— Start Available records —
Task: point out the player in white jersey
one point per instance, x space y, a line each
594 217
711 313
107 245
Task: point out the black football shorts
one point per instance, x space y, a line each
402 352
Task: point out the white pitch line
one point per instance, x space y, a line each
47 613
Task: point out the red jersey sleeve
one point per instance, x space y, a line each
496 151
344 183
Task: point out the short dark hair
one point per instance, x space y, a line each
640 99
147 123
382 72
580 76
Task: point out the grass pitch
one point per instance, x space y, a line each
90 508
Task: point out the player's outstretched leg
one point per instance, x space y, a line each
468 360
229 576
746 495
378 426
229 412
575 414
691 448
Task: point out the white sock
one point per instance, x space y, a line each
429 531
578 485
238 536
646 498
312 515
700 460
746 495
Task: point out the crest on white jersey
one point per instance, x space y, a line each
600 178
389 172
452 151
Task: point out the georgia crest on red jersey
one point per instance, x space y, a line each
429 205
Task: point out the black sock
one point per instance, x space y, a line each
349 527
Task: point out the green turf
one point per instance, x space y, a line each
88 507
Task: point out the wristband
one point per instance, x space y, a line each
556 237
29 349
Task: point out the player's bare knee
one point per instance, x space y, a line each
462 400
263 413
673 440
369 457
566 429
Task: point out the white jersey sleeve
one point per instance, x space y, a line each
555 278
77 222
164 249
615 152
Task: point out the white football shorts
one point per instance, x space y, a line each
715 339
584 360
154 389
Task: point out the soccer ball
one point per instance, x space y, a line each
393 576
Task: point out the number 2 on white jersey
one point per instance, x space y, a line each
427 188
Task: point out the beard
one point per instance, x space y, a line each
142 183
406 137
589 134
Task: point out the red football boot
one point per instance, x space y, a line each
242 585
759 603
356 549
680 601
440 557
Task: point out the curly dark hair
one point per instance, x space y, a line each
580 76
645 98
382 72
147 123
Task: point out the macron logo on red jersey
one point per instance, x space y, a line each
— End Available records —
Convert the lines of the rows from the line containing "Task: point out the white football shorts" through the end of the rows into a Markdown table with the columns Seq and Entry. Put each line's running number under Seq and the line under Entry, and skip blank lines.

» **Exercise answer**
| Seq | Entry |
|---|---|
| 1 | Task: point out the white football shorts |
| 2 | one point per instance, x space y, a line each |
| 3 | 715 339 |
| 4 | 584 360 |
| 5 | 154 389 |
| 6 | Task: point out the soccer ball |
| 7 | one point per instance, x space y, a line each |
| 8 | 393 576 |
| 9 | Task: point out the number 2 on white jersey |
| 10 | one point per instance, x space y, a line each |
| 11 | 427 188 |
| 12 | Task: point out the beard |
| 13 | one point per instance, x space y, a line each |
| 14 | 142 183 |
| 15 | 406 137 |
| 16 | 589 134 |
| 17 | Task: point out the red football boot |
| 18 | one point per instance, x space y, a line each |
| 19 | 242 585 |
| 20 | 759 603 |
| 21 | 356 549 |
| 22 | 680 601 |
| 23 | 440 557 |
| 24 | Task: point out the curly dark hair |
| 25 | one point per instance, x space y, a line each |
| 26 | 580 76 |
| 27 | 645 98 |
| 28 | 382 72 |
| 29 | 147 123 |
| 30 | Task: point out the macron logo on red jersey |
| 31 | one point per instance, x space y, a line each |